Ten Charged in Fairfax Heroin Ring
( Alexandria , VA ) -Joshua Randolph Quick, 21, of Centreville, Virginia, David Elliot Schreider, 20, of Centreville, Virginia, Lokesh Rawat, 19, of Centreville, Virginia, Daniel Richard Nash, 19, of Centreville, Virginia, Tayler Leigh Gibson, 19, of Centreville, Virginia, Anna Lucille Richter, 20, of Centreville, Virginia, Jessica Reynolds Remington, 19, of Fairfax, Virginia, Ashleigh Lynn Shade, 19, of Fairfax, Virginia, Skylar Marti Schnippel, 19, of Centreville, Virginia, and a tenth individual were all charged with being part of a heroin distribution ring operating primarily in Fairfax County, Virginia. All except Schnippel were charged with conspiracy to distribute 100 grams or more of heroin. Schnippel was charged with distribution of heroin resulting in death. Dana J. Boente, Acting United States Attorney for the Eastern District of Virginia; Colonel David Rohrer, Chief of Police, Fairfax County Police Department, and Joseph Persichini, Jr., Assistant Director in Charge, Federal Bureau of Investigation, Washington Field Office made the announcement in “Operation Smackdown” after the case was unsealed this afternoon upon the arrests of Schreider, Rawat, Nash, and Remington.
According to Court documents, since the summer of 2007, a group of heroin dealers and users purchased heroin in Washington, D.C., and Baltimore, Maryland, to use and sell the drugs in the Centreville area. The heroin ring is responsible for multiple overdoses and at least three heroin-related deaths since December 2007. Quick and one other defendant are charged with distributing heroin that caused one user to overdose and be hospitalized in August 2007. Schnippel is charged with distributing heroin that caused the death of that same user in March 2008. As a result, those three defendants will face mandatory 20-year sentences with the possibility of life in prison. The remaining defendants each face mandatory five-year sentences with the possibility of 40 years in prison.
This case is being investigated by the Federal Bureau of Investigation and the Fairfax County Police Department and is being prosecuted by Assistant United States Attorneys Erik R. Barnett, Daniel J. Grooms and Lauren A. Wetzler.
The public is reminded that the charges in a criminal complaint are mere allegations and that defendants are presumed innocent unless and until proven guilty in a court of law.

* _Provided information_:
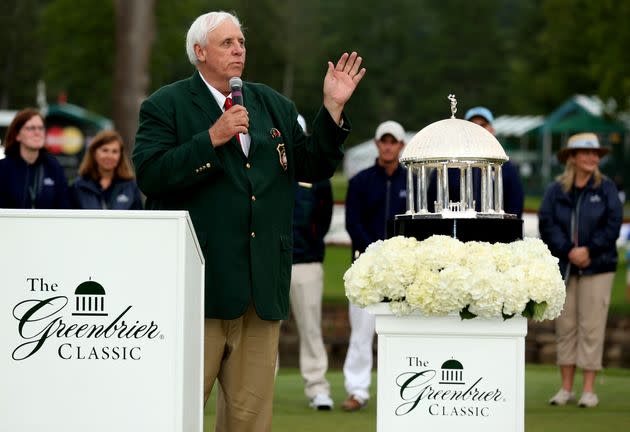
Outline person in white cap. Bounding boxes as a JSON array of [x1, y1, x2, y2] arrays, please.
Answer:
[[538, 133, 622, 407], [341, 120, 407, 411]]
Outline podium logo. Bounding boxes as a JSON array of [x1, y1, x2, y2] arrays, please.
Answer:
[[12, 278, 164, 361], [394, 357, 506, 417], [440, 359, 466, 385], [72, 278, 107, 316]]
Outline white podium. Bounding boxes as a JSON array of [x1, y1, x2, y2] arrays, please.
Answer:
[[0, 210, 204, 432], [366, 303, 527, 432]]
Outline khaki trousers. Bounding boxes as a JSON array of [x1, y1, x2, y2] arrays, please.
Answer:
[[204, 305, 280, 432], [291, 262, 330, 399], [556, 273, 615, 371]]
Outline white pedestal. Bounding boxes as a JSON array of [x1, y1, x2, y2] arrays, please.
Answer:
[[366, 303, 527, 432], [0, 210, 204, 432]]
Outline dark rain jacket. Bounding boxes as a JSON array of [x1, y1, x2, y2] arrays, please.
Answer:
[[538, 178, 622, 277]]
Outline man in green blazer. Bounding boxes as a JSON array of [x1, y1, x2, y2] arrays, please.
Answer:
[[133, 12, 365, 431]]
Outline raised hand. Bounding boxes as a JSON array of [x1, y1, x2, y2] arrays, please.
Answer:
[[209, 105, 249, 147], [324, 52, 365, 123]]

* * *

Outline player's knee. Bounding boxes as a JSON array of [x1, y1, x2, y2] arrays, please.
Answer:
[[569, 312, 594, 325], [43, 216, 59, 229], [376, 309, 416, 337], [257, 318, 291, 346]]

* _Work order 1_:
Answer these questions from the Fairfax heroin ring report:
(a) Since when had the group been buying heroin in Washington, D.C., and Baltimore, Maryland?
(b) What charge did Schnippel face?
(c) Which two agencies are investigating the case?
* _Work order 2_: Copy word for word the part of the Fairfax heroin ring report between "The public is" and "court of law.", inclusive.

* _Task solution 1_:
(a) Since the summer of 2007.
(b) Distribution of heroin resulting in death.
(c) The Federal Bureau of Investigation and the Fairfax County Police Department.

* _Task solution 2_:
The public is reminded that the charges in a criminal complaint are mere allegations and that defendants are presumed innocent unless and until proven guilty in a court of law.